═════ Text block

Awful repetitive music by Maurice Jarre. It's not every day you see Roddy McDowell pistol whip a man.
Dean Martin tries to stop them, but guys playing poker in a small town saloon drag a man out and lynch him for cheating. Although, in fairness, the guy also tried to shoot one of them when he was caught.
Now someone is killing off the men who had been in the game that night, peeling them off one by one.
With Yaphet Kotto five years before Live and Let Die.
While eating breakfast, Denver Pyle tells son Roddy McDowell that he sometimes seems like he's not human, like he was built in a factory. I would have wondered if it was a compliment, but Roddy McDowell takes it as a grave insult.
"If I was made by a machine, then you made it and you ran it!"
At one point, Roddy briefly waves a large cross as a weapon a year after Dustin Hoffman did the same in The Graduate.

══════════
═════ Records provided

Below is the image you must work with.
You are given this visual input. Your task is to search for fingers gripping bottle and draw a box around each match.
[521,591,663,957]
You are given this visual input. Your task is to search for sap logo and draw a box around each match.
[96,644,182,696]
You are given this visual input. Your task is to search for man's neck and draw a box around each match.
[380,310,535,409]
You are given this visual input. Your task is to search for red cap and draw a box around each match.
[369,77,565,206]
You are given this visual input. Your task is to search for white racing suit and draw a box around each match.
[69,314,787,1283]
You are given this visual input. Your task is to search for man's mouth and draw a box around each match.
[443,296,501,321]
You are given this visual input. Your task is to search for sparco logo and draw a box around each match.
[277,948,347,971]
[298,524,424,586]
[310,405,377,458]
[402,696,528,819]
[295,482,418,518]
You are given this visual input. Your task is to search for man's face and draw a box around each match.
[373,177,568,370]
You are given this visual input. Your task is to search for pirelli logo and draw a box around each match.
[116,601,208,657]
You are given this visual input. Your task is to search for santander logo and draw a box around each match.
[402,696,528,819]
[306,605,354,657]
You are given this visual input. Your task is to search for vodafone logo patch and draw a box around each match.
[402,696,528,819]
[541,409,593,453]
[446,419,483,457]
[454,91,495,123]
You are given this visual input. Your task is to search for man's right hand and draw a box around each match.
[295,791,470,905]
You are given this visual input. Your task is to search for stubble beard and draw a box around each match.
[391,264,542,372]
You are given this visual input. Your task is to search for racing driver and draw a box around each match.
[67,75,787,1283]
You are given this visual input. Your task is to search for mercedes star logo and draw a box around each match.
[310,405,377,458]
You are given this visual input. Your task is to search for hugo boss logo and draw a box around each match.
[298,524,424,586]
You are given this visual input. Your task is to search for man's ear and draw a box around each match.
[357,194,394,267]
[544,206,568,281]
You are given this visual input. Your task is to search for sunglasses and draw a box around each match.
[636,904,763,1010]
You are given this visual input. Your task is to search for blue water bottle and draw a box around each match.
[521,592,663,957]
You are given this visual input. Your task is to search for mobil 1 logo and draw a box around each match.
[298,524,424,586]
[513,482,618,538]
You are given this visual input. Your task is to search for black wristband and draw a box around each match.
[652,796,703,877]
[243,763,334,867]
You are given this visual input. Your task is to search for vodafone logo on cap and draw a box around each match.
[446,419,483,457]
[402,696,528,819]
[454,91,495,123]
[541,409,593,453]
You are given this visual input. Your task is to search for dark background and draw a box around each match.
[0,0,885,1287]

══════════

### What to do
1: List every person named in the film review.
2: Repeat the passage of the film review starting with "Now someone is" and going on through "in The Graduate.".
3: Go on with the film review, picking up after its final sentence.
The items play no part in this work.

### Outputs by task
1: Maurice Jarre, Roddy McDowell, Dean Martin, Yaphet Kotto, Denver Pyle, Dustin Hoffman

2:
Now someone is killing off the men who had been in the game that night, peeling them off one by one.
With Yaphet Kotto five years before Live and Let Die.
While eating breakfast, Denver Pyle tells son Roddy McDowell that he sometimes seems like he's not human, like he was built in a factory. I would have wondered if it was a compliment, but Roddy McDowell takes it as a grave insult.
"If I was made by a machine, then you made it and you ran it!"
At one point, Roddy briefly waves a large cross as a weapon a year after Dustin Hoffman did the same in The Graduate.

3:
With Robert Mitchum as a gun wielding nondenominational minister in the town's only church. A little like Night of the Hunter. Also like every other movie where the town has a single generic church.
Had the look of a typical 1960's western. The interiors were too bright to have been lit by kerosene lamps, the women's hair was too carefully coiffed and obviously sprayed in place. Their teeth were way too nice, but that's true in all movies. Dean Martin wore a polyester shirt.
Most of this was kind of nice for a change. Realism is probably what killed the western.
Written by Marguerite Roberts who sold her first script in 1932.
Directed by Henry Hathaway.
Available on The Criterion Channel.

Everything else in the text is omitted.